>> begin

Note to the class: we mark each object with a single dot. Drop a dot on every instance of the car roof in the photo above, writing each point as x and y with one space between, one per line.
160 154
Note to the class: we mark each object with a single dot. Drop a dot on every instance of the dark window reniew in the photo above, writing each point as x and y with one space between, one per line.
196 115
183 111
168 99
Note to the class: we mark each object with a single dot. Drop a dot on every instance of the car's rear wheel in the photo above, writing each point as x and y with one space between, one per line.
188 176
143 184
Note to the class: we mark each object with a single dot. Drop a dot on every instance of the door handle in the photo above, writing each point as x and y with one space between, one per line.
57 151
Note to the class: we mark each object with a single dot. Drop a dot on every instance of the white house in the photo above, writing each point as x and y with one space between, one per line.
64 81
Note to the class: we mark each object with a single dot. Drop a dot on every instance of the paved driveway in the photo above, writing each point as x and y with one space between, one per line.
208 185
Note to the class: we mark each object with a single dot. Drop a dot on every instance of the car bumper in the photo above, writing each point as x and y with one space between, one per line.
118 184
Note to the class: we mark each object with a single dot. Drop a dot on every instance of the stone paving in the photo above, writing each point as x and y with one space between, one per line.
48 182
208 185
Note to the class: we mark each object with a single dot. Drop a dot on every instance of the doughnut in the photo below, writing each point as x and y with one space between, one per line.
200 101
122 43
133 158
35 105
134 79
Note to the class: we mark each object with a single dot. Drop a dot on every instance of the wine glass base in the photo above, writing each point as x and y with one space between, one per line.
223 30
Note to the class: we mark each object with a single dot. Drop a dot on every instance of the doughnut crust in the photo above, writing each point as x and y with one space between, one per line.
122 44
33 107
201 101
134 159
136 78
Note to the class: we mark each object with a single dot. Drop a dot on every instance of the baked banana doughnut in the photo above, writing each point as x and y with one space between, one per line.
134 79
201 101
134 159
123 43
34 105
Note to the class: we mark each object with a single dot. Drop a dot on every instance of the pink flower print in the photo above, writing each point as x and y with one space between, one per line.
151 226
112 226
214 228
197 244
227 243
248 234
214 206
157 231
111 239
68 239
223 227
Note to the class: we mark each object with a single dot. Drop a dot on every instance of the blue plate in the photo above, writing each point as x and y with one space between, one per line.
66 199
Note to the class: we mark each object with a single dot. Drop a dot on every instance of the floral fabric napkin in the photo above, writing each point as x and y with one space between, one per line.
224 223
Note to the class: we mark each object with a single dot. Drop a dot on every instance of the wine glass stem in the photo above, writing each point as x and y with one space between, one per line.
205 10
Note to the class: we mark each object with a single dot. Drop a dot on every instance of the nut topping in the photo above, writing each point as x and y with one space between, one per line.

>> end

Objective:
Extract exactly the lines between the line containing "of the blue" and the end of the data, including both.

Answer to the exercise:
Note to the class: we mark each object with a single dot. Drop a dot on every instance of the blue plate in the photo above, writing each point as x and y with one space between, one per line.
66 199
Note to the class: we mark each object with a single dot. Drop a dot on every instance of the floral fabric napkin in the photo above, writing each point as x and y with one space between, one per line.
224 223
Note to the class: we mark each object with a single dot. Drop a dot on every instance of the wine glass stem in the photo above, writing each point as x and y with one space between, one per line.
205 10
Note to the class: we mark each object with a single dot. Drop a dot on every instance of the nut topping in the photo above, writing each point as x and y with one space between, one per line.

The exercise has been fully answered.